##### Provided data

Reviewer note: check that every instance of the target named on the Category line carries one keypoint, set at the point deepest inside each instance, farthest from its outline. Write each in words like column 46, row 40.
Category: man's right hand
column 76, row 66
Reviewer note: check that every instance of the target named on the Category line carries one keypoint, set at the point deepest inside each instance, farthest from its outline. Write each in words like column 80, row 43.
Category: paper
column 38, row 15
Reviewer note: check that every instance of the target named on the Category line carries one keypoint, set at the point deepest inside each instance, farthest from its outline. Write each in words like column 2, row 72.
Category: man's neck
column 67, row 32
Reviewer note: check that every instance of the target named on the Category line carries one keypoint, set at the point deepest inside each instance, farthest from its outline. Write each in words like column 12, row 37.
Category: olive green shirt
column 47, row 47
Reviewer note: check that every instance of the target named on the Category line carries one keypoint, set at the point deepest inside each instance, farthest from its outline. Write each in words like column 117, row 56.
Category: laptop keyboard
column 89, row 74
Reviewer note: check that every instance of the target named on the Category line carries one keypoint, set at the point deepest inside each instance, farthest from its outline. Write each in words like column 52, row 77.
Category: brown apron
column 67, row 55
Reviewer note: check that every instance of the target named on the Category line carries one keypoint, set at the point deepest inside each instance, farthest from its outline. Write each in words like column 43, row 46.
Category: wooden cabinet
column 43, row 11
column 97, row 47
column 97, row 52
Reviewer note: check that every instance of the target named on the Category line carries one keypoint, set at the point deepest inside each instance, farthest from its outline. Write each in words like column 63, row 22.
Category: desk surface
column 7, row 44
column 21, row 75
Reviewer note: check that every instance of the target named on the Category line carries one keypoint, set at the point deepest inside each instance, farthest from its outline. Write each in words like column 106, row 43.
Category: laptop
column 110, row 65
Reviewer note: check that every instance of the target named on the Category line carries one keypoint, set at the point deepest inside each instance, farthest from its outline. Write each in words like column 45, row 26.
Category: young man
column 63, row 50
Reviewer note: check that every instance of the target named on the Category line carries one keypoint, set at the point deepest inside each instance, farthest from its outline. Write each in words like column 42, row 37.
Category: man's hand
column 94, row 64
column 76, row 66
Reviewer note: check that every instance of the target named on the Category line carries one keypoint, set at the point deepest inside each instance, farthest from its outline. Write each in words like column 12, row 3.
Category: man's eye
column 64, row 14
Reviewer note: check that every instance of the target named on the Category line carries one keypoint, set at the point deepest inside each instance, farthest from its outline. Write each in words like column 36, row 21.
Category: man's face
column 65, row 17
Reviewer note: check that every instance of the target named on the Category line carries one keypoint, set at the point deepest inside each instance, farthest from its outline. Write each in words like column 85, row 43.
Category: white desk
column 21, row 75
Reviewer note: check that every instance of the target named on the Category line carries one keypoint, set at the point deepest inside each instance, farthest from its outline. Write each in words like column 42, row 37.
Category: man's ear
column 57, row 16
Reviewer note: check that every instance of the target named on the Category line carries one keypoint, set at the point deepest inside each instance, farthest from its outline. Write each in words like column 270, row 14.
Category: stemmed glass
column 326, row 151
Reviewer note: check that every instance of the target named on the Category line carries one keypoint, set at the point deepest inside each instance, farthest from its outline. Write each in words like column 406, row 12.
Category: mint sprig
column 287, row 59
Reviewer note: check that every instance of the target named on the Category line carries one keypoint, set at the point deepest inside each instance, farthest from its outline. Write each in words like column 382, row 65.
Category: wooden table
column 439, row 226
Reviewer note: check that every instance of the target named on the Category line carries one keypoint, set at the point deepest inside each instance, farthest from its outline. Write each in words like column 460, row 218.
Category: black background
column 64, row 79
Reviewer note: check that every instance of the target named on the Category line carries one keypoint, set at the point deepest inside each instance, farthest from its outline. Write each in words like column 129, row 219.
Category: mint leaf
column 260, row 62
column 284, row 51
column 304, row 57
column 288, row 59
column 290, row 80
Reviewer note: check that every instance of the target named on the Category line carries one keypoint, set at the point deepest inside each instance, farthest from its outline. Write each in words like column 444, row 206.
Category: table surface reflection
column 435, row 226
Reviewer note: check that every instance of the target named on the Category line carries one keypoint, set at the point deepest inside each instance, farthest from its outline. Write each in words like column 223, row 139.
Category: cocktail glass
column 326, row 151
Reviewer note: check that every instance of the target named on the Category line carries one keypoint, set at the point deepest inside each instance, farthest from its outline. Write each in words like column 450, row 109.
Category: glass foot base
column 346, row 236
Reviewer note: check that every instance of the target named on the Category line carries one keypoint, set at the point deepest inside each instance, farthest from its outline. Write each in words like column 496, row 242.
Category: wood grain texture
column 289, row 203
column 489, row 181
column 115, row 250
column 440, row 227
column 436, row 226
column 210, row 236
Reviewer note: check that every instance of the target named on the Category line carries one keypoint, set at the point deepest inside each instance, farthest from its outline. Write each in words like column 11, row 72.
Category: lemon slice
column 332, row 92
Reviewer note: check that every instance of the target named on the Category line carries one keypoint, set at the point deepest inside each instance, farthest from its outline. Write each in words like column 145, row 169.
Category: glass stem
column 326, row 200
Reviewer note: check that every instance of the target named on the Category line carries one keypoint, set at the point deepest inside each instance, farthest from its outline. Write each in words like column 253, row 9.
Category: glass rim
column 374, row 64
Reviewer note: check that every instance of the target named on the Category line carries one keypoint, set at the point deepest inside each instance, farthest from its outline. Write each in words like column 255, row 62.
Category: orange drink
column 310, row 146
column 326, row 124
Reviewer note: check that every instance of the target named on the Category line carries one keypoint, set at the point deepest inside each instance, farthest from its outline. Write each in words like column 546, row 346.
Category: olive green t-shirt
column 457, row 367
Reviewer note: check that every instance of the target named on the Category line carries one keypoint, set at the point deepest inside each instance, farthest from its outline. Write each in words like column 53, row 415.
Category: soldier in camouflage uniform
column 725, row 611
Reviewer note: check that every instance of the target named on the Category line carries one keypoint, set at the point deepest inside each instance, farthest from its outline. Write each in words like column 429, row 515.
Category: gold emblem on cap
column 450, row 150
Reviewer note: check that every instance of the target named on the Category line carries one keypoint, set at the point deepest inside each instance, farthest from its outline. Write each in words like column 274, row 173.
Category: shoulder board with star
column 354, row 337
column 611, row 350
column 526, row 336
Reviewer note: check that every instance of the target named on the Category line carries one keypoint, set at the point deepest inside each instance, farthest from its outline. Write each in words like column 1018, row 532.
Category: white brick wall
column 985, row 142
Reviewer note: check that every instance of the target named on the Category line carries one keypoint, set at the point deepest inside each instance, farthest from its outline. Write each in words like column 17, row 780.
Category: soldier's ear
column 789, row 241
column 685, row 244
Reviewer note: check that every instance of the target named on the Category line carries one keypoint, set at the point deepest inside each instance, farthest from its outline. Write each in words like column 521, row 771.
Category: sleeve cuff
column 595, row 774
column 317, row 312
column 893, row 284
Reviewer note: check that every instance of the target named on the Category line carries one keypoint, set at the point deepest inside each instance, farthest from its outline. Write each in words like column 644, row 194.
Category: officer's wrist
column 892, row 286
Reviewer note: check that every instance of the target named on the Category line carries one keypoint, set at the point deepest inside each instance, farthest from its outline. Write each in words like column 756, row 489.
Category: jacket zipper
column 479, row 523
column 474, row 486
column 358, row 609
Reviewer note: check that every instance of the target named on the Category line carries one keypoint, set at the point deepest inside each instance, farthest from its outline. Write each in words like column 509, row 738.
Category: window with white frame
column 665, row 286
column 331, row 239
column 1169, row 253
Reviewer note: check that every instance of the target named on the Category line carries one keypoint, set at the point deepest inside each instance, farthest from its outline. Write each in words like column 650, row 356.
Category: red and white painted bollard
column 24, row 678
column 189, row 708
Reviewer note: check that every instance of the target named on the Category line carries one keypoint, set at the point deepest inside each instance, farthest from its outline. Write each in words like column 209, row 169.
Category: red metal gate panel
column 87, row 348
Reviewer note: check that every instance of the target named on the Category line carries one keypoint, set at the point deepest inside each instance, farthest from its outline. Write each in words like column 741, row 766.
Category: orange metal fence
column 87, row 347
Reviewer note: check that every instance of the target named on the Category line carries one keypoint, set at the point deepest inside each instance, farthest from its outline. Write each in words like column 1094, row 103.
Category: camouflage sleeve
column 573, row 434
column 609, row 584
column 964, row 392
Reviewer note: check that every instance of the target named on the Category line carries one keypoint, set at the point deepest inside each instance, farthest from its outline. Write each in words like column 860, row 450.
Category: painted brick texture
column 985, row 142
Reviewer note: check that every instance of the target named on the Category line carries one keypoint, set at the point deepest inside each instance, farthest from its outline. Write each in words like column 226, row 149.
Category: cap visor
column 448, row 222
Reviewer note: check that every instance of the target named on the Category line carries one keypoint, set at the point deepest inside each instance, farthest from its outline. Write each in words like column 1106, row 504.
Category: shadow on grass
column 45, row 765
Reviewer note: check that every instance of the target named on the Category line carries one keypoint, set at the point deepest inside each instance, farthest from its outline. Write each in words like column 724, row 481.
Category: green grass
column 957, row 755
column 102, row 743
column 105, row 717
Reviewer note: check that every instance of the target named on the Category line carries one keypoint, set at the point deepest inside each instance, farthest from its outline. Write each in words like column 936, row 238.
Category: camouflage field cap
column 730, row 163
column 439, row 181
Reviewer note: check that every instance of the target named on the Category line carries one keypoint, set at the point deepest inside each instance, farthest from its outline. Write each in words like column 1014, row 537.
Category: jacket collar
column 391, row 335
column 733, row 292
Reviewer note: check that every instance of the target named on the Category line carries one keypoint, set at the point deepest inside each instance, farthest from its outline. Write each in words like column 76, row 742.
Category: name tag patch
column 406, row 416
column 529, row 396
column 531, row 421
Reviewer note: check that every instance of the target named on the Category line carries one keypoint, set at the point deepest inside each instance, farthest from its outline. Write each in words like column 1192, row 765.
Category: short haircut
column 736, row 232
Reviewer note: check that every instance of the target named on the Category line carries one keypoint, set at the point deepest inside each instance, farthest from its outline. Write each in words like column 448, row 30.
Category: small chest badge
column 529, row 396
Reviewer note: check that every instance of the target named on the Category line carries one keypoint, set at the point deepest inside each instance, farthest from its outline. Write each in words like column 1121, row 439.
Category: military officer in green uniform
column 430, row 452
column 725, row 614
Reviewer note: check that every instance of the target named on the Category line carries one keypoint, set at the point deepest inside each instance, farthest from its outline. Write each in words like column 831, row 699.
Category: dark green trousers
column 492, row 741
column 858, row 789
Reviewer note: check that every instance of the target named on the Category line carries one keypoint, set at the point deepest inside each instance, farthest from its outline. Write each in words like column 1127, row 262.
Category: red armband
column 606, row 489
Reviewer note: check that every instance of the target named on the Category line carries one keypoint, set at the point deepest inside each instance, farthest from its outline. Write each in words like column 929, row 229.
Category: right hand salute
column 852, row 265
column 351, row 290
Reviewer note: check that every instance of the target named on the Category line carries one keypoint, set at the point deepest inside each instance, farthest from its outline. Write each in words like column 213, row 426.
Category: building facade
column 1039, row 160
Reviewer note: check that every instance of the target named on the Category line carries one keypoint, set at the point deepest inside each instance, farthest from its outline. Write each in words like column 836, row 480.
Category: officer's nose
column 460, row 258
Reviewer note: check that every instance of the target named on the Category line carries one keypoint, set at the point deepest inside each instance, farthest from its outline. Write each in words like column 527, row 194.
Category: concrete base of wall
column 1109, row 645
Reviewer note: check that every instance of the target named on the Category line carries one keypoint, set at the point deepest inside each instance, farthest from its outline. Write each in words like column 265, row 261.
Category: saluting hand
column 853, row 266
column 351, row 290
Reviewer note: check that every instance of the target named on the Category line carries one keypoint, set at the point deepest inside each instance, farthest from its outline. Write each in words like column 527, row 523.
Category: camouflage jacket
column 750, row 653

##########

▶ **Short problem**
Find the line containing "213, row 426.", then output it and every line after it to the end of the data, exactly.

▶ **Result below**
Reviewer note: check that every instance of the target named on the Category line carries one keypoint, set at the point deepest inside each instance, farthest from its outline. Write each in words like column 213, row 426.
Category: building facade
column 1039, row 160
Reviewer note: check that every instance of the target named on the Category line carries one keypoint, set at the point deepest inside each instance, farthest from its outline. Write each in words like column 836, row 480.
Category: officer's nose
column 460, row 258
Reviewer note: check that every instance of the target named on the Category line carries one keypoint, set at the point deepest inside each instance, farthest from its outline. Write each in words like column 527, row 194.
Category: concrete base of wall
column 1109, row 645
Reviewer note: check that every instance of the target named on the Category line carries one keypoint, set at the point deepest inside each instance, farthest from its outline. Write each in words like column 265, row 261.
Category: saluting hand
column 853, row 266
column 351, row 290
Reviewer note: check that every instance of the target named on the Category line carries one keypoint, set at the point deepest inside each instance, farthest from its outline. Write each in words like column 527, row 523.
Category: camouflage jacket
column 750, row 653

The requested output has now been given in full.